= REQUIRED ACTION =
What is the number of lines below that hold "tree"? Answer with that number only.

= DATASET RECORDS =
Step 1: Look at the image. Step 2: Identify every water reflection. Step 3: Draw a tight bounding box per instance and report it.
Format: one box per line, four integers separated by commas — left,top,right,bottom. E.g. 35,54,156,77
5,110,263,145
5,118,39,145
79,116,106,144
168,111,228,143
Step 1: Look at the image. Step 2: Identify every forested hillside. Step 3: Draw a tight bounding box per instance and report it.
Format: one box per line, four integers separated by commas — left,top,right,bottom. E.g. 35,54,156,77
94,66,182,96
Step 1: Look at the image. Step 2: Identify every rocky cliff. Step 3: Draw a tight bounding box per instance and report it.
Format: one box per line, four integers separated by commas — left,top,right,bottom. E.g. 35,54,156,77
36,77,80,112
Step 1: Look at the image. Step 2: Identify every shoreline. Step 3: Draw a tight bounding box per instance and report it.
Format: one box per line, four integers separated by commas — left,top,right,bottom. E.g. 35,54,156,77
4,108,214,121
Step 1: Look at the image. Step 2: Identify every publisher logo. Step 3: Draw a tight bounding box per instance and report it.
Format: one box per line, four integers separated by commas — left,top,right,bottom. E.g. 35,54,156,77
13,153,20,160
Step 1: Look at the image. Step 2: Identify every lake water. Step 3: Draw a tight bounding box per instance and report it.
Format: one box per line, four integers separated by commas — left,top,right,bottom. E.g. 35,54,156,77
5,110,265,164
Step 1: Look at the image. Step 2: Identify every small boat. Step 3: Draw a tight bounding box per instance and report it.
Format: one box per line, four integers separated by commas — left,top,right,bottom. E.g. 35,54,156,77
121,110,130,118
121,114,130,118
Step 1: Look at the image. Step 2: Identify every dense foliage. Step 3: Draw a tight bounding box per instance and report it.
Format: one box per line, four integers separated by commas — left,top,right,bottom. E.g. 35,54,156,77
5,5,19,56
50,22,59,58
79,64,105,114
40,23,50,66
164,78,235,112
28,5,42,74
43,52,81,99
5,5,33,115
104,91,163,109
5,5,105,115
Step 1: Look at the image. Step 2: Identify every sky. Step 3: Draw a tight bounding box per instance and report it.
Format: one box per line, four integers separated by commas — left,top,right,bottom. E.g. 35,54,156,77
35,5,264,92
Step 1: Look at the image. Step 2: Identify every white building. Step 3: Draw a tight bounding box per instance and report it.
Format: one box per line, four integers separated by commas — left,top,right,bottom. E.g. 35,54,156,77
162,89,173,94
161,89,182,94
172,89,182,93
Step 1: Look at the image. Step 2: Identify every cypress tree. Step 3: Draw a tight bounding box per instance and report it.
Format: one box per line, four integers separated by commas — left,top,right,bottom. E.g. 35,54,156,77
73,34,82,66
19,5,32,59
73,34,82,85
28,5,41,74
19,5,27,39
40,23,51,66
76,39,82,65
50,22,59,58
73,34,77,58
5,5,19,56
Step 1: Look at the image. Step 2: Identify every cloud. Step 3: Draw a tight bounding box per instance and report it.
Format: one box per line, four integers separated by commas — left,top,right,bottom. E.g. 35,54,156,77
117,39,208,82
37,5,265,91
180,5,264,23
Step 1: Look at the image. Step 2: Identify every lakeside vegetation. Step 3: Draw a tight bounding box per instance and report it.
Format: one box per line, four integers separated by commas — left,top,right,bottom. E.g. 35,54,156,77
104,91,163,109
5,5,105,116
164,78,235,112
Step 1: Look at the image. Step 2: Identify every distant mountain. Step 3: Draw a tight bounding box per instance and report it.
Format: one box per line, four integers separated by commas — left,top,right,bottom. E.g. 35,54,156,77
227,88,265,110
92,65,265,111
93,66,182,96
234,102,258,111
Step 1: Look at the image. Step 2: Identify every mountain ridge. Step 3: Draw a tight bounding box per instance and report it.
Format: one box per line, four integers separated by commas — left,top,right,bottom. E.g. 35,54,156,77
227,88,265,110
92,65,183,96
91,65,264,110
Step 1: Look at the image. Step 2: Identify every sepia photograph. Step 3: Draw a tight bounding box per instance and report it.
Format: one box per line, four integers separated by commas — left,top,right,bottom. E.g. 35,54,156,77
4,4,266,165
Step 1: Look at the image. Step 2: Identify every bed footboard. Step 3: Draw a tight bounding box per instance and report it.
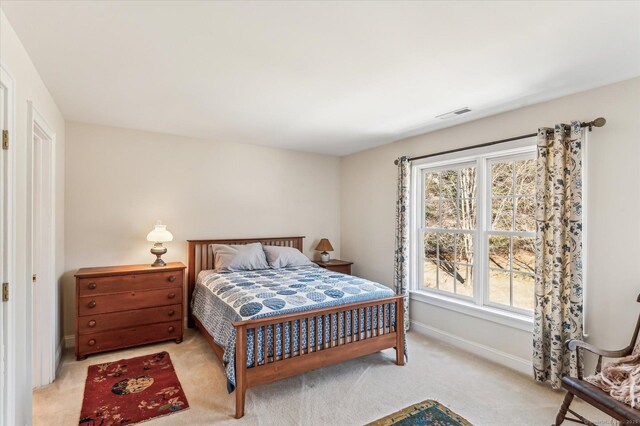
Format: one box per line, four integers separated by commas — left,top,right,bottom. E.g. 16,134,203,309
233,295,405,418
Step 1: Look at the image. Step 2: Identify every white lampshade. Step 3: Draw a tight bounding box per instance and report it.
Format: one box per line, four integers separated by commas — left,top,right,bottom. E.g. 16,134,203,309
146,220,173,243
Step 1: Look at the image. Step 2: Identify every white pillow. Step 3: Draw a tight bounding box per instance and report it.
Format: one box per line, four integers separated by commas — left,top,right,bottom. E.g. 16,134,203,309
209,243,269,272
263,245,313,268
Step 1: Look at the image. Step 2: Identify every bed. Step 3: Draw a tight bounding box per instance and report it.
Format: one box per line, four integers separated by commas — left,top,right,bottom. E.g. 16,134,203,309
187,236,405,418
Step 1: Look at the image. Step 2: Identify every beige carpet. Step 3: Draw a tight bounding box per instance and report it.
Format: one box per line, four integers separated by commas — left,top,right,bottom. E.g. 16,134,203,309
34,330,611,425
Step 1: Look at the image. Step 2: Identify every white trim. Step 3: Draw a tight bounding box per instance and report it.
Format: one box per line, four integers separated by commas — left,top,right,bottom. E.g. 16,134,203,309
0,64,16,426
27,101,57,388
410,290,533,332
64,334,75,349
411,319,533,376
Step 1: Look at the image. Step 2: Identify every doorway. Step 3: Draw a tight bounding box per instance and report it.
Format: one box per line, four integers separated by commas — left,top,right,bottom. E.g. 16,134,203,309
28,103,56,389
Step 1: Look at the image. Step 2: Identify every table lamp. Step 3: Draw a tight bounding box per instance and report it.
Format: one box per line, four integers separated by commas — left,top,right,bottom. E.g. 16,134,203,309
146,220,173,267
315,238,334,263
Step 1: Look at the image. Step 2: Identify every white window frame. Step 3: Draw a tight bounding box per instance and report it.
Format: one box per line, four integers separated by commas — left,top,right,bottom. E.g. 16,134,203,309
409,138,536,331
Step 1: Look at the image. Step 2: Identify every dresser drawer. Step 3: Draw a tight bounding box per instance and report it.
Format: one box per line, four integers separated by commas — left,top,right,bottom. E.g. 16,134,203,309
78,287,183,316
77,320,182,355
78,304,182,334
78,270,183,296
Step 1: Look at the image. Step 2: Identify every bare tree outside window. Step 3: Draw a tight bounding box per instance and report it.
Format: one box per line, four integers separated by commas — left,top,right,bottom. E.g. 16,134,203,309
488,158,535,310
421,153,536,313
424,166,476,298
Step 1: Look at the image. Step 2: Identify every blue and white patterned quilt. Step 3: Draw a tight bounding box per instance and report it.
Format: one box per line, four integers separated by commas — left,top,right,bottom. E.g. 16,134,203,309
191,265,395,392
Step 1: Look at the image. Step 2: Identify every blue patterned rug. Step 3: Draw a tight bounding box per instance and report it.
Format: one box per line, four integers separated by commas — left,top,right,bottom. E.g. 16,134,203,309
367,400,472,426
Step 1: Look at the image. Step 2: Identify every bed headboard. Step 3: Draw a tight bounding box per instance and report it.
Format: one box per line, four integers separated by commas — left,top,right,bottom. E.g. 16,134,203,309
186,236,305,326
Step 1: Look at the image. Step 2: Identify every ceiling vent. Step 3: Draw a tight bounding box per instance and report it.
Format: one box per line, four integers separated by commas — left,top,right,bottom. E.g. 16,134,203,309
435,107,472,120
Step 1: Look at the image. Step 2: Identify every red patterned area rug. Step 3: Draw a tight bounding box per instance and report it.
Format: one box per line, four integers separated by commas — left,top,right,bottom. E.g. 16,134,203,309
79,351,189,425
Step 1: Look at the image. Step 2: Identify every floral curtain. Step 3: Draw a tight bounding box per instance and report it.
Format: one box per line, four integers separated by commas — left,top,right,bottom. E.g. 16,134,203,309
394,156,410,333
533,122,584,389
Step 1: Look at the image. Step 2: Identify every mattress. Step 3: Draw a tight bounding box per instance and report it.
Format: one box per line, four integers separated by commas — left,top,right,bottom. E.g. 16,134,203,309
191,265,396,391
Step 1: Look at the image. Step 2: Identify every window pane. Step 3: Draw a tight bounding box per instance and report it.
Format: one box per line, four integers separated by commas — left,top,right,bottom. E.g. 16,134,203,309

= TASK ANSWER =
2